__Dataset rows on where objects appear__
____

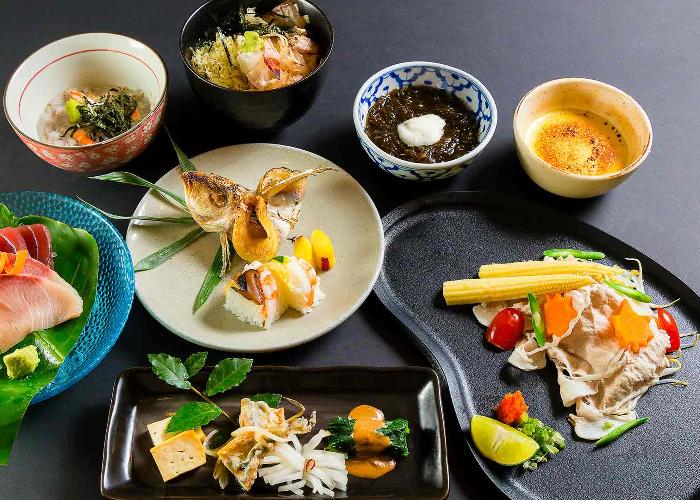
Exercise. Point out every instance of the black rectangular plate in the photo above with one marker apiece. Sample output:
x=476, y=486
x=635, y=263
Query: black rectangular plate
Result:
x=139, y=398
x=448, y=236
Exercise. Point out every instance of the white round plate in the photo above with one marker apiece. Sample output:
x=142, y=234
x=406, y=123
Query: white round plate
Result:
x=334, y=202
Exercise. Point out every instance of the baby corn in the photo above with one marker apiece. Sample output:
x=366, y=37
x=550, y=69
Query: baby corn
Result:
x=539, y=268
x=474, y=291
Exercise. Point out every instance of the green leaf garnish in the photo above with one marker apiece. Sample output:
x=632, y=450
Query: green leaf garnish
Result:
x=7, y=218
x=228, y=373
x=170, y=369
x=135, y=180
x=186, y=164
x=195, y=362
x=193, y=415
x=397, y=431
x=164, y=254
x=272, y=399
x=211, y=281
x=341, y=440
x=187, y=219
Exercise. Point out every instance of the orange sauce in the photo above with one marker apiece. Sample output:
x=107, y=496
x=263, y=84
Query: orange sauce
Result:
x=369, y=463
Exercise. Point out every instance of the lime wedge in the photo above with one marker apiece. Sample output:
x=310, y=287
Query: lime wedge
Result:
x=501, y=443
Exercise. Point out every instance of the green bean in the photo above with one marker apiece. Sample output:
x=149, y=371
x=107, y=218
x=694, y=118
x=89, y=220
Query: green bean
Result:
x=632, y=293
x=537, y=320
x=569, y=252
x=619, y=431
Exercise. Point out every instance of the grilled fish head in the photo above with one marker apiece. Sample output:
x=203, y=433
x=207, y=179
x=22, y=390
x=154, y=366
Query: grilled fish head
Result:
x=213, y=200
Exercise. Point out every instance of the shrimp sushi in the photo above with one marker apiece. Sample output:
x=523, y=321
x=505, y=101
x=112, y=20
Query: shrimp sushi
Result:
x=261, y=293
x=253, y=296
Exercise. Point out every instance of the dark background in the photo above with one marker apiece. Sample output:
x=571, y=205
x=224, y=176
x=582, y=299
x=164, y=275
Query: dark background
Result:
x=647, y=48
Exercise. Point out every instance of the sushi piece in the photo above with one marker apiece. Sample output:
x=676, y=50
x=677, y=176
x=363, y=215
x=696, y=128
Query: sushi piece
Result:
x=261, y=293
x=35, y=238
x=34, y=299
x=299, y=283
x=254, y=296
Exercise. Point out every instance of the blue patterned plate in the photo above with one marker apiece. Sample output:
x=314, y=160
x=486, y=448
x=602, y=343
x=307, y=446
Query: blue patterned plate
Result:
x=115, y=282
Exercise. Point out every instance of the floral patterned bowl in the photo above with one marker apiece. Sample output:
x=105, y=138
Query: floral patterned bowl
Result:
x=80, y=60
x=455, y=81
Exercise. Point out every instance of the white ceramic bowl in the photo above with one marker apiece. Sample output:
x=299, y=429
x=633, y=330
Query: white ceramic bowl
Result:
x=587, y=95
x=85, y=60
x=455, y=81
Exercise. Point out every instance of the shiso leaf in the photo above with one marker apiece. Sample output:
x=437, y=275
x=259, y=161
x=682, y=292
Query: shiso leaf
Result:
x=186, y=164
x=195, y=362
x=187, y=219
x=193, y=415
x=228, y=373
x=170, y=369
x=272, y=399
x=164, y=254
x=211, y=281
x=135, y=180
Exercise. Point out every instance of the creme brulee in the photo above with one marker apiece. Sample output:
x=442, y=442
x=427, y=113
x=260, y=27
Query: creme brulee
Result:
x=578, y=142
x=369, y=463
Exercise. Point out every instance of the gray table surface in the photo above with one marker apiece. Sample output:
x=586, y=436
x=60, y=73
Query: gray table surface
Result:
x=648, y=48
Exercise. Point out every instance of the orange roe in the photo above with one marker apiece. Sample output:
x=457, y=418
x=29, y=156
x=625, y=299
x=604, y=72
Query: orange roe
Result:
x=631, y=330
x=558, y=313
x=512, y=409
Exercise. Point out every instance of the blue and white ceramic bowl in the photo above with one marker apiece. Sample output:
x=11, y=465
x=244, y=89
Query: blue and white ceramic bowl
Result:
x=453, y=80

____

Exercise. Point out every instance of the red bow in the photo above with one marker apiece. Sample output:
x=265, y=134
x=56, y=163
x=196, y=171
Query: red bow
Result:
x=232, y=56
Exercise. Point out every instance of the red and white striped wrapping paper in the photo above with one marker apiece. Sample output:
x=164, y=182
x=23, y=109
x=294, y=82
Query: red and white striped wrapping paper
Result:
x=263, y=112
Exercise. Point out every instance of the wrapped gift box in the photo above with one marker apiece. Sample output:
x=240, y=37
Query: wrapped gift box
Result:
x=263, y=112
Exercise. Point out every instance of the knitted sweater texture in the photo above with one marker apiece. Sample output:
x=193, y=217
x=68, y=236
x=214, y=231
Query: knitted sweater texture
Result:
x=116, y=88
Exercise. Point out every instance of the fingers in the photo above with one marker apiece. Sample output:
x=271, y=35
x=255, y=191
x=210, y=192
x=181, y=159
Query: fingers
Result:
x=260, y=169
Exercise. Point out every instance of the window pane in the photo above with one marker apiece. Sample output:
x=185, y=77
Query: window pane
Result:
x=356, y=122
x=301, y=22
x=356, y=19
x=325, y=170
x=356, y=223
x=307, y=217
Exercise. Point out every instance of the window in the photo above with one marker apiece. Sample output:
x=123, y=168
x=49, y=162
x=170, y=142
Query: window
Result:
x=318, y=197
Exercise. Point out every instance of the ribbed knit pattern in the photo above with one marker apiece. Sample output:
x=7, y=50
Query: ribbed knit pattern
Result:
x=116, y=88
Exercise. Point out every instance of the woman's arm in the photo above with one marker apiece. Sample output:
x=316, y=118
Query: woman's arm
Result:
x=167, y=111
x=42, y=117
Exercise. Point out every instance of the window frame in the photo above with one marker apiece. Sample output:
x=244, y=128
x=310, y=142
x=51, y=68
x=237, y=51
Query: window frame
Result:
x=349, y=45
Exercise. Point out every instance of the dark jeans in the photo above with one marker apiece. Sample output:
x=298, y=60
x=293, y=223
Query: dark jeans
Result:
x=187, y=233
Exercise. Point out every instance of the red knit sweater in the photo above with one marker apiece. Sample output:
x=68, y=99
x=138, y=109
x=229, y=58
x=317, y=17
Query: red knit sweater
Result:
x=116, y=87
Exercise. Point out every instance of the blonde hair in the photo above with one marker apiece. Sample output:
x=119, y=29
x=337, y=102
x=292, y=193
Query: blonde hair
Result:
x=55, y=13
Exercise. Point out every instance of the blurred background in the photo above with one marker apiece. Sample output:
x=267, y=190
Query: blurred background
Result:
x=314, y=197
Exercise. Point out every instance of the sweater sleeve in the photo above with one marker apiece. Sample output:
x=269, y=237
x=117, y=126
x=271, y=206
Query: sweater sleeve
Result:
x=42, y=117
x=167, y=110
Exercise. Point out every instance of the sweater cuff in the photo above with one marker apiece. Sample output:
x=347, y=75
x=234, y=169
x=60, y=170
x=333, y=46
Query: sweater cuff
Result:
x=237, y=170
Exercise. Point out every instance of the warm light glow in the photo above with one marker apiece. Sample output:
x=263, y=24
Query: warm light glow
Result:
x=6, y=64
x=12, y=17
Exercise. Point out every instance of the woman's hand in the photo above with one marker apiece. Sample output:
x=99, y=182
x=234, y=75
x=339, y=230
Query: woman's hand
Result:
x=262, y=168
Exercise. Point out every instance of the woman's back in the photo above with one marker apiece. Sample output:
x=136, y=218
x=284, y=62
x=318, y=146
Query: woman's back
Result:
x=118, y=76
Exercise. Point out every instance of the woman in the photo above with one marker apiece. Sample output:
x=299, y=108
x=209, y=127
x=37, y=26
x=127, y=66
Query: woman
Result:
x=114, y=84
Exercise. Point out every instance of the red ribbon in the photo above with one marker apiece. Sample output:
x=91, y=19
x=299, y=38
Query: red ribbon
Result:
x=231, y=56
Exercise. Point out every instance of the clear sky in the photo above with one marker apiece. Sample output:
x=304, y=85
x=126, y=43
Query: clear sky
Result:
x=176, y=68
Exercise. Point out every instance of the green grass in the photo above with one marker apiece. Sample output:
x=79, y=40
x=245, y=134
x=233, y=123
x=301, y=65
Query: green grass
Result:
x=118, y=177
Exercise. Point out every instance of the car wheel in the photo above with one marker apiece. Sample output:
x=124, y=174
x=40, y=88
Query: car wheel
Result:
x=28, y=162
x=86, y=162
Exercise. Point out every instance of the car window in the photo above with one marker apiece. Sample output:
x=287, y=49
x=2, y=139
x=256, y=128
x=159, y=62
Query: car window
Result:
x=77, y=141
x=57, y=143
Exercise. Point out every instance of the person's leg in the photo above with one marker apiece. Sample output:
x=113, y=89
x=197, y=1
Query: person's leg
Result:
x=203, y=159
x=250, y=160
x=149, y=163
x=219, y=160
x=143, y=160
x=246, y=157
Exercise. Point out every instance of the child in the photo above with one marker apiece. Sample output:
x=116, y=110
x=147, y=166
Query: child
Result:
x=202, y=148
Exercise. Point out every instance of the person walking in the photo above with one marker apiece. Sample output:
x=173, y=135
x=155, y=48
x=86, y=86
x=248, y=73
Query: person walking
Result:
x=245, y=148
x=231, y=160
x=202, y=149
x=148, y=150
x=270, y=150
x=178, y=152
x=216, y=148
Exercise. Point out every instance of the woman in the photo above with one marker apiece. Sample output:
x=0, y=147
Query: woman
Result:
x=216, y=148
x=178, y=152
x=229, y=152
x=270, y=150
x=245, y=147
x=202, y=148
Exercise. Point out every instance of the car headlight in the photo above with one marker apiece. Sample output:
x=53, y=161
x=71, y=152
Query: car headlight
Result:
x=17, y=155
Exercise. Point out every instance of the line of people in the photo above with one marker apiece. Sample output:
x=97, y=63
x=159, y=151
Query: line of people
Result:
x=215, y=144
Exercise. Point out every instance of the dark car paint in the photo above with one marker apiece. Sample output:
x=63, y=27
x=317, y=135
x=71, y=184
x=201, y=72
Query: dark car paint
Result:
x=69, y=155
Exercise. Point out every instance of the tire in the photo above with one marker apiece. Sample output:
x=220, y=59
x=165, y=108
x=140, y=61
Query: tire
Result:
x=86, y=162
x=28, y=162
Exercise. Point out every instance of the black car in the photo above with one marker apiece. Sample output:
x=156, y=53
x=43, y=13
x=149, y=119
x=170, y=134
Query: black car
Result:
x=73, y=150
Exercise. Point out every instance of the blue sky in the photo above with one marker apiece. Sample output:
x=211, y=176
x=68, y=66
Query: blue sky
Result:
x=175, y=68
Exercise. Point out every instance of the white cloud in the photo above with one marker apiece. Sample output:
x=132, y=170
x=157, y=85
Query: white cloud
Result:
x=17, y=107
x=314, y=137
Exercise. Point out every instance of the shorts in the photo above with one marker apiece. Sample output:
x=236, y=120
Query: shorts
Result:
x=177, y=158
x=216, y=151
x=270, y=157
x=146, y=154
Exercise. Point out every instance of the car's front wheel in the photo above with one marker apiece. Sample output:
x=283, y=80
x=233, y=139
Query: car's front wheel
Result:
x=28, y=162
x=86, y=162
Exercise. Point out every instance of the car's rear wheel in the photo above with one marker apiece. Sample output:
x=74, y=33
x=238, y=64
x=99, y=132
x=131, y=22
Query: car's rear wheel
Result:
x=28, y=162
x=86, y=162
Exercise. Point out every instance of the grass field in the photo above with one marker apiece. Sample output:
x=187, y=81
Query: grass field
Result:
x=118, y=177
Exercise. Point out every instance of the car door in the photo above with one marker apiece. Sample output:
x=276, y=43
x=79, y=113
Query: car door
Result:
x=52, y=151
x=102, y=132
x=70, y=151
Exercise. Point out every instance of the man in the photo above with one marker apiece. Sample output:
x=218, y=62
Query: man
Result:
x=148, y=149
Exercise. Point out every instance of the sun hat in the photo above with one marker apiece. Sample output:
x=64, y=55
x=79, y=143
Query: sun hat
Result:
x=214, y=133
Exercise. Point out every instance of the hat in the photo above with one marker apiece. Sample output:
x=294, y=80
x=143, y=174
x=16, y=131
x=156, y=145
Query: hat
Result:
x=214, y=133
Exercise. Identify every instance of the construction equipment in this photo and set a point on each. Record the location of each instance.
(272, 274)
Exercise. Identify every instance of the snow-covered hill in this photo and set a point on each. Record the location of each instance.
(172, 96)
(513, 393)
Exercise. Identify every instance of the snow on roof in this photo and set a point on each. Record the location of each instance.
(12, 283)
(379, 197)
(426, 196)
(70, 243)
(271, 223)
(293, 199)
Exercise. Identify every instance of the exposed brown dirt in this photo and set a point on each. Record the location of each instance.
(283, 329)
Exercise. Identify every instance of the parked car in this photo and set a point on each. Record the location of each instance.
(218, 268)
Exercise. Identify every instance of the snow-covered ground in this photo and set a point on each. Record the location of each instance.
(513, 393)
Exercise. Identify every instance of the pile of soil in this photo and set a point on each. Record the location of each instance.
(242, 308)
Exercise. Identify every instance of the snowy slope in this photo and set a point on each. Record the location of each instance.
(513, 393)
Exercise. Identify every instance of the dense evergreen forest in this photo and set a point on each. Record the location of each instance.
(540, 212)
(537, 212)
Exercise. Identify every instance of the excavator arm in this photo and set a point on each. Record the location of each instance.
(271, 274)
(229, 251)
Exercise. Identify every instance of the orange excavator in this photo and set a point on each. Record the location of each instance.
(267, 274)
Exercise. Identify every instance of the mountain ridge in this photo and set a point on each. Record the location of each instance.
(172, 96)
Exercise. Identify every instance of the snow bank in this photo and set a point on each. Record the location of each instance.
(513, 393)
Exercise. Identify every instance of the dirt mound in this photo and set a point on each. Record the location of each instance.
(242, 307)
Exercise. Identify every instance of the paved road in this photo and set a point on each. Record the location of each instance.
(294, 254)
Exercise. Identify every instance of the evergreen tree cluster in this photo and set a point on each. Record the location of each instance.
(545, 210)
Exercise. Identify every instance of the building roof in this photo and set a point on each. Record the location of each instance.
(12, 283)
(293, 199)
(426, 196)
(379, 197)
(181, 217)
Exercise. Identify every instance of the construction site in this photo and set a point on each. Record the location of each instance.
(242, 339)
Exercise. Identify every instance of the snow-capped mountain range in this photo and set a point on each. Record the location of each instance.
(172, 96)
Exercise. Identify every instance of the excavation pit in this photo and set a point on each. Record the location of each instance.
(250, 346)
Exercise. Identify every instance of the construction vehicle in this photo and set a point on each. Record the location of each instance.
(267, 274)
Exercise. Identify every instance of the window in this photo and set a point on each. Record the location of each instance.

____

__TASK BRIEF__
Echo the records word for word, starting at the line containing "Exercise. Point out every instance of the blue sky" and ending at the line containing "x=175, y=68", with both of those lines included.

__SOLUTION BELOW__
Exercise. Point out every instance of the blue sky in the photo above with one marker apiece. Sample output:
x=211, y=176
x=68, y=66
Query: blue sky
Result:
x=175, y=68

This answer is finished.